--- Selected excerpt ---
◇ ◇ ◇ ◇

Scorecards and similar tools help fleets identify drivers who need attention – as well as those who should be rewarded
Increasing driver pay during a recession may seem counterintuitive. But as Greg Brown and other fleet executives know, funding pay raises with the extra cost savings or revenues that drivers produce is a no-brainer.
In January, B.R. Williams started paying its drivers a monthly performance bonus. The amount that drivers receive varies according to the scores they obtain in three categories – revenue, operations and safety. The program already has paid big dividends for the Oxford, Ala.-based company.
“We have positively enhanced our operation across the board,” says Brown, chairman and chief executive officer of the 165-truck fleet.
Each month, drivers are eligible to receive a maximum bonus of 1.5 cents per mile, or about $140 to $200. Going forward, Brown says drivers will have to earn any future raises with their scores.

◇ ◇ ◇ ◇

--- Dataset section ---

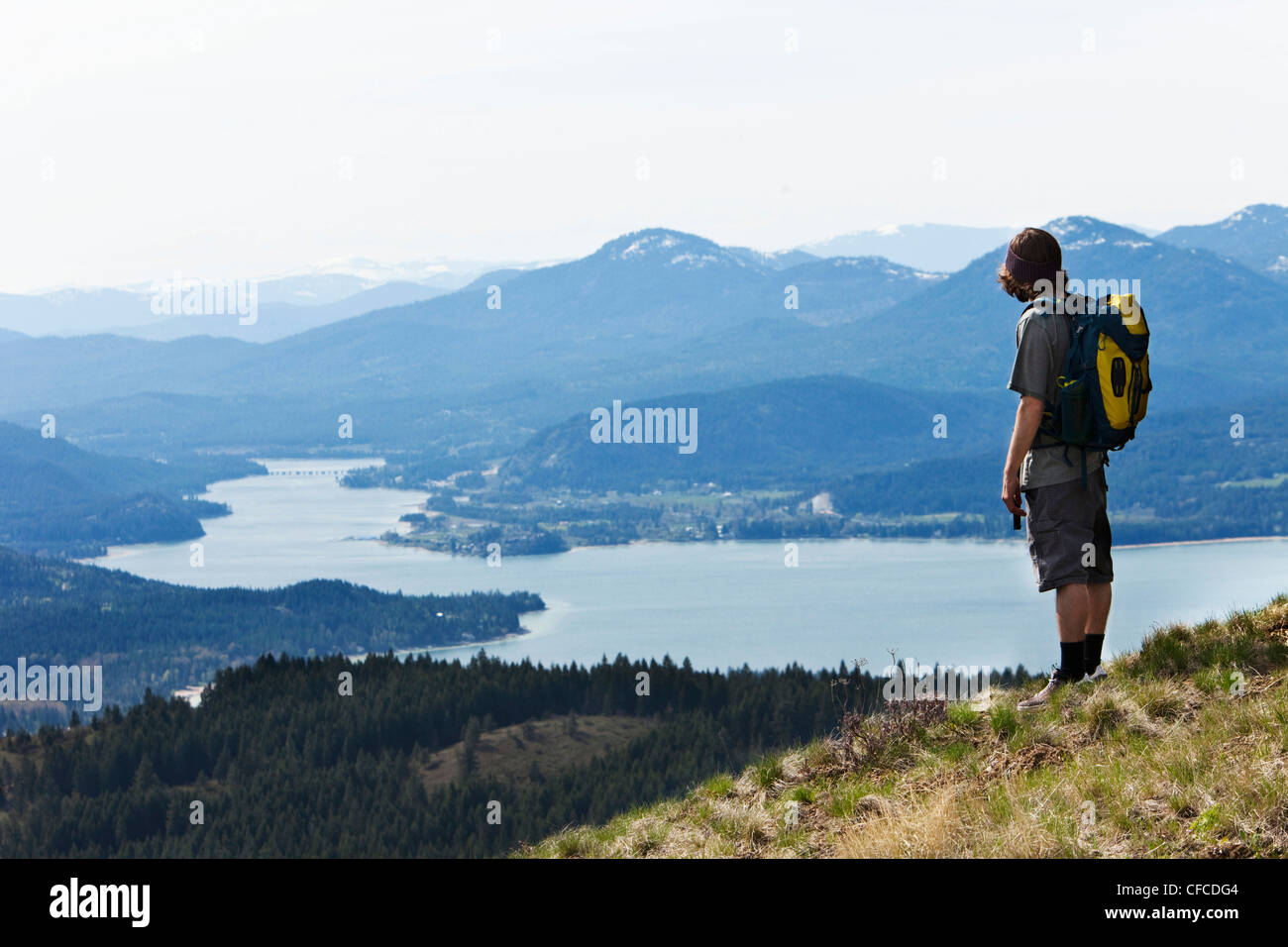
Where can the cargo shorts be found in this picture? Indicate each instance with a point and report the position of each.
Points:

◇ ◇ ◇ ◇

Echo the stretch from "In January, B.R." through "Oxford, Ala.-based company." in the text on driver scorecards. Rely only on the text about driver scorecards and pay when doing what is asked.

--- Exercise result ---
In January, B.R. Williams started paying its drivers a monthly performance bonus. The amount that drivers receive varies according to the scores they obtain in three categories – revenue, operations and safety. The program already has paid big dividends for the Oxford, Ala.-based company.